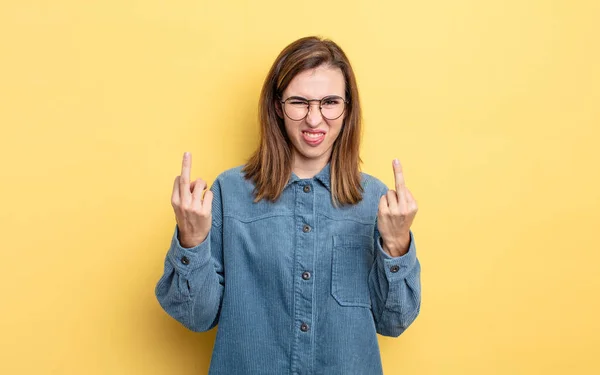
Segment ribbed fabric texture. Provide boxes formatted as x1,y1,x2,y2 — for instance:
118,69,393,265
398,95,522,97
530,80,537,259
156,165,421,375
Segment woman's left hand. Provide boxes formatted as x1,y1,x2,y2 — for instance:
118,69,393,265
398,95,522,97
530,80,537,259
377,159,418,257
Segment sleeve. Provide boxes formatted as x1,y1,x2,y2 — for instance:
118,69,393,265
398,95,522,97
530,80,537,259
155,180,225,332
369,226,421,337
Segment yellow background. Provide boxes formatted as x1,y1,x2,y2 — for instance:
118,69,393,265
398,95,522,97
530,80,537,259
0,0,600,375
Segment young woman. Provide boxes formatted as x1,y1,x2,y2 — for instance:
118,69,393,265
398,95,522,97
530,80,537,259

**Exercise goal**. Print every line of the records above word for word, but leave out the pictures.

**The response**.
Segment ribbed fabric texture. Provide boxes formatted as x1,y1,x2,y2 — for instance:
118,69,393,265
398,95,522,97
530,80,537,259
156,165,421,375
Segment woman's left hand. Provide boxes formatted as x1,y1,x2,y2 — for instance:
118,69,393,265
398,95,522,97
530,80,537,259
377,159,418,257
Segment sleeve. Provide boxes formatted as x1,y1,x2,y2 — for instance:
118,69,393,265
398,95,522,97
530,80,537,259
155,180,225,332
369,226,421,337
Segment yellow background. Provide boxes formatted as x1,y1,x2,y2 — for instance:
118,69,393,265
398,95,522,97
530,80,537,259
0,0,600,375
Segment young woman. Provide boxes formatted as x1,y1,x2,y2 — for instance:
118,69,393,265
398,95,522,97
530,80,537,259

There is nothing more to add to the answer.